##### Text provided #####

CONCORD – European NGO Confederation for Relief and Development
Jan 19, 2022, 05:28 PST

NEW YORK, 18 January 2022 / PRN Africa / -- Angolan authorities should ensure the safety of journalists covering protests and investigate recent incidents of assault, the Committee to Protect Journalists said today.

On January 10, six reporters working for news outlets TV Zimbo and TV Palanca were assaulted by unidentified people and forced to flee to safety while reporting on a nationwide strike by taxi drivers in the capital Luanda, according to media reports and the journalists, who spoke to CPJ by telephone.

 

The nationwide strike was in protest of COVID-19 restrictions, poor state of roads, demands for social security benefits, and a call for the end to alleged extortion by police, according to media reports.

TV Zimbo reporter Telmo Gama and his cameraman Justino Campos, and TV Palanca reporters Anselmo Nhati and Orlando Luís and cameramen António Luamba and Daniel Lutaka, were covering the protest when some people among the protestors turned on the journalists and called the TV Zimbo crew ‘sellouts,' the journalists told CPJ. The protest quickly turned violent, and they were forced to leave.

The secretary general of the Journalists Syndicate, Teixeira Cândido, told CPJ over a phone call that public media journalists are increasingly becoming the targets of people's anger because of the perceived bias toward the government and ruling party. TV Zimbo and TV Palanca were nationalized by the Angolan government in mid-2020, as documented by CPJ.

 

“As shown by the recent attack on the TV Zimbo and TV Palanca news crews, reporters appear to be scapegoats for some citizens' perceived anger toward the state,” said Angela Quintal, CPJ's Africa program coordinator. “CPJ is increasingly concerned that the environment for media freedom in Angola is deteriorating as the country approaches elections later this year. The press should be allowed to do its work free from intimidation and risk of assault, so that all Angolans can enjoy their right to a diversity and plurality of news and information.”

#####

▶ Using the information
1. In the report on the assault of journalists covering the Luanda strike, what did some protesters call the TV Zimbo crew?
2. Extend the report on the assault of journalists covering the Luanda strike, beginning after the final quotation from Angela Quintal.
The data after this point is not needed for the work here.

##### Recorded information #####

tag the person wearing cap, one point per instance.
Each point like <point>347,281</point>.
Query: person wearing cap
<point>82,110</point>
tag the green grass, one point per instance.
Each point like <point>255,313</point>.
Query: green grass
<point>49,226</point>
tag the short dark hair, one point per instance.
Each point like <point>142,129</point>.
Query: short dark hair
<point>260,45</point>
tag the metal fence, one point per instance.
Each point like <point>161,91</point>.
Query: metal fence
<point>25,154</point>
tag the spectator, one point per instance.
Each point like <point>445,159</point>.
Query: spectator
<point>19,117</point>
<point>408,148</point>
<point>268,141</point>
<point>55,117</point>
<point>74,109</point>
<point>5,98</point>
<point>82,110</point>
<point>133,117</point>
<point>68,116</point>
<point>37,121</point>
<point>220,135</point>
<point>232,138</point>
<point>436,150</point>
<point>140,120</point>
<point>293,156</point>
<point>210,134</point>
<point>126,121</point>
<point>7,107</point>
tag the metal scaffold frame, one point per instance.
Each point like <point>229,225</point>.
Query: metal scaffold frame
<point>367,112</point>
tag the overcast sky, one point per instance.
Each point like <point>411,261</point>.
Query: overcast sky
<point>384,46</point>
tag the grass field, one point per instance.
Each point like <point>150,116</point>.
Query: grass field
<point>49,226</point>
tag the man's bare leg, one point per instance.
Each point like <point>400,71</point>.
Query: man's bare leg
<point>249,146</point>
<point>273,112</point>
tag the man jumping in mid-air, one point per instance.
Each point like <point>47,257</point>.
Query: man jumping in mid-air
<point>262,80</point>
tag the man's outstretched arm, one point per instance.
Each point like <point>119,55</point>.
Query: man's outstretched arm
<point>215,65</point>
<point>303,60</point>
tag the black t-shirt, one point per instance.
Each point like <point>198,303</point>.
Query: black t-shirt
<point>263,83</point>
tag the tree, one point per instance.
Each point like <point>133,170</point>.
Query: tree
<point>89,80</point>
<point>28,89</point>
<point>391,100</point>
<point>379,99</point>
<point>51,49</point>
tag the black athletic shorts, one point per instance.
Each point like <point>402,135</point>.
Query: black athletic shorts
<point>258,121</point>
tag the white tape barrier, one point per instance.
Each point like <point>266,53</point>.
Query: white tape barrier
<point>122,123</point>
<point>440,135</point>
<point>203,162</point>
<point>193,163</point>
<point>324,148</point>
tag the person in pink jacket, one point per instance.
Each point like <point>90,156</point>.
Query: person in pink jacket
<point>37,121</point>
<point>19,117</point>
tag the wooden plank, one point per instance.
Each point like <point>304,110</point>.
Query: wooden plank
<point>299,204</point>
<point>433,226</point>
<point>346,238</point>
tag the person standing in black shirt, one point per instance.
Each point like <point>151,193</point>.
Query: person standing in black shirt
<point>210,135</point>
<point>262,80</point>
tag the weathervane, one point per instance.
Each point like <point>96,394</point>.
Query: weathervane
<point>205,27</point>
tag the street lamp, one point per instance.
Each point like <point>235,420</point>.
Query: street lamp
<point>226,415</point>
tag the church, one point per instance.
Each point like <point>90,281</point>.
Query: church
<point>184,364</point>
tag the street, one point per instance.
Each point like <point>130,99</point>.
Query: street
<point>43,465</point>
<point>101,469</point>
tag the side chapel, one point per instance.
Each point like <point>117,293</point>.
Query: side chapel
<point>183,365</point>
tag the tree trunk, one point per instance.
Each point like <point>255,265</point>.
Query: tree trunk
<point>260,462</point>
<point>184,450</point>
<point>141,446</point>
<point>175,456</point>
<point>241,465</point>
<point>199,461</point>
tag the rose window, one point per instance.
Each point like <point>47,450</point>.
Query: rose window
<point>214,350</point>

#####

▶ Task-by-task outputs
1. "Sellouts."

2.
Around 7 a.m. on January 10, Campos was first to arrive at the main taxi rank in Luanda's suburb of Benfica, as the drivers began preparations to block roads, he told CPJ. Initially, demonstrators welcomed the media attention, saying they should report on what was happening, however, attitudes changed when he began filming the vandalism and arson attack on a building owned by the ruling People's Movement for the Liberation of Angola (MPLA) party.

 

“Someone started to shout that we were ‘sellouts,'” Campos said, adding that he and Gama left the scene to try and find a safe spot to do their reporting. Gama told CPJ that he was holding a microphone with the Zimbo TV logo while Campos held the camera when they were again confronted by protesters and street vendors who joined them in pushing the journalists and yelling insults.

Protestors set documents and equipment from the trashed office on fire; Campos was punched at least four times on his left shoulder and a burning MPLA T-shirt was thrown at him, according to Campos.

“I wasn't seriously harmed physically, but I feared for our lives when I realized petrol was thrown at our backs, as we were rushing towards the nearby police station,” Gama said.

About five protestors tried to protect them by escorting Campos and Gama to the police station, just a few meters away, while telling the other protestors that the journalists were merely doing their jobs, the journalists told CPJ. Campos and Gama said there were no police at the scene of the protest.

 

Around 9 a.m., Luis and his Palanca TV crew arrived at the scene and positioned themselves to film the burning office and vandalism, Luis told CPJ. People in the crowd of protestors began throwing rocks at a Ministry of Health bus before setting it on fire, forcing passengers to flee for their lives, he said.

Luis and his crew were punched by people who tried to take their equipment, Luis said, adding that someone soaked him with petrol and when he turned around, he saw someone lighting a match. “I was lucky the match fell to the floor when someone bumped into him, and before he could throw it at me,” Luis told CPJ.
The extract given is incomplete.